# [INSTRUÇÕES DA TAREFA]
Copie integralmente o texto sobre a gastroenterite aguda e mantenha cada palavra e cada sinal de pontuação.

# [TEXTO DA PÁGINA]

####################

Nos países em desenvolvimento, a desnutrição grave ou doenças concomitantes podem afectar significativamente o prognóstico da doença.
Nos países industrializados, a gravidade da gastroenterite aguda é reflectida pelo grau de desidratação. Vómitos e diarreia persistentes associam-se a pior prognóstico.
Recomendações
O aleitamento materno exclusivo nos primeiros seis meses de vida protege as crianças pequenas através de imunidade passiva e da redução da ingestão de alimentos potencialmente infectados.
A prevenção da gastroenterite passa por quatro medidas essenciais: garantir à criança uma nutrição adequada; diminuição da contaminação dos alimentos (controlo da qualidade da água); medidas básicas de higiene (lavagem das mãos) e vacinação.

####################

# [DADOS FORNECIDOS]

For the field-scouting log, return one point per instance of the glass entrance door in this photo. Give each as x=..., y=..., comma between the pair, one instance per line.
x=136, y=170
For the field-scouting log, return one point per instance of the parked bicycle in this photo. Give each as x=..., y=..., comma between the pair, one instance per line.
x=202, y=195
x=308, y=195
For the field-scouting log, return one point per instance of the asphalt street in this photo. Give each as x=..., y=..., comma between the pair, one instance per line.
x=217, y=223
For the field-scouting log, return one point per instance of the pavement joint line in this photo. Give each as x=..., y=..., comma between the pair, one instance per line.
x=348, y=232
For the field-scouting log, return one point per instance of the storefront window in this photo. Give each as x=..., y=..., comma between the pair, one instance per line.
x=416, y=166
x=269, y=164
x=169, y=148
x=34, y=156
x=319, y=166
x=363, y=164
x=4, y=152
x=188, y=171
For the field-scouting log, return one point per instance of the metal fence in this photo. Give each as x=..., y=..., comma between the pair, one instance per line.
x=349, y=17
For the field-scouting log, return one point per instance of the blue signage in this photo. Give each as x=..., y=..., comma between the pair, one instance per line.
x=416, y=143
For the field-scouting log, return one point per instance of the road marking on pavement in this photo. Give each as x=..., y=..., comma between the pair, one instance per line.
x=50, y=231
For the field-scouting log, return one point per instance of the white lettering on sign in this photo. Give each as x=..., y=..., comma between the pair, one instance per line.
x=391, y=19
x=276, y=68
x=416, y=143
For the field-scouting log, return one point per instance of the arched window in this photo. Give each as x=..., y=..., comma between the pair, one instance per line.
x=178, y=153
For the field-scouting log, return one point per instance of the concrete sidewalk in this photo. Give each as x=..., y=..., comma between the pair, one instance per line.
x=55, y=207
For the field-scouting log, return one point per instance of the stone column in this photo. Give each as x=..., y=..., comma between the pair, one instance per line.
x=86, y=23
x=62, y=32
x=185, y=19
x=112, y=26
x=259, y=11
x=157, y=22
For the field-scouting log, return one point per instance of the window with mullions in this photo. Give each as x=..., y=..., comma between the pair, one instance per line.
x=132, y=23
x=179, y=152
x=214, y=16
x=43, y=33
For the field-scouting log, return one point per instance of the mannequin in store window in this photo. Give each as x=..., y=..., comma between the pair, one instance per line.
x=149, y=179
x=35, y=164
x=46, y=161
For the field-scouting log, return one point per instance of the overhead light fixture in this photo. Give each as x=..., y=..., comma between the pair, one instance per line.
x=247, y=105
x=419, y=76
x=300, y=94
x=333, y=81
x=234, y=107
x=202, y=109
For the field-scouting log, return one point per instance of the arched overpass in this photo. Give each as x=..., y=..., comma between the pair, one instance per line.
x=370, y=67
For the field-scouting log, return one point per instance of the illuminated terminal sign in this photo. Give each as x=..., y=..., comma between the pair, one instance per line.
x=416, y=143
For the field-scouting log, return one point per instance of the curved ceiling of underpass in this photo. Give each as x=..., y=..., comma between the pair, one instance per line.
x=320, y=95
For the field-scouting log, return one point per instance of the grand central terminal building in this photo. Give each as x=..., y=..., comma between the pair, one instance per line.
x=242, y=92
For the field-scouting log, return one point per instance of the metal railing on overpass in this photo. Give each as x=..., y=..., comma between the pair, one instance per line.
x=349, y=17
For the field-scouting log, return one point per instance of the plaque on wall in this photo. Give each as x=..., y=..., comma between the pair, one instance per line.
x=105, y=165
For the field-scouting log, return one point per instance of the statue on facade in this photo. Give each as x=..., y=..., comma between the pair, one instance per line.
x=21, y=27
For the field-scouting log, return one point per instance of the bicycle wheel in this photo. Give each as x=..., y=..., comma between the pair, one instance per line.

####################

# [RESULTADO DO EXERCÍCIO]
Nos países em desenvolvimento, a desnutrição grave ou doenças concomitantes podem afectar significativamente o prognóstico da doença.
Nos países industrializados, a gravidade da gastroenterite aguda é reflectida pelo grau de desidratação. Vómitos e diarreia persistentes associam-se a pior prognóstico.
Recomendações
O aleitamento materno exclusivo nos primeiros seis meses de vida protege as crianças pequenas através de imunidade passiva e da redução da ingestão de alimentos potencialmente infectados.
A prevenção da gastroenterite passa por quatro medidas essenciais: garantir à criança uma nutrição adequada; diminuição da contaminação dos alimentos (controlo da qualidade da água); medidas básicas de higiene (lavagem das mãos) e vacinação.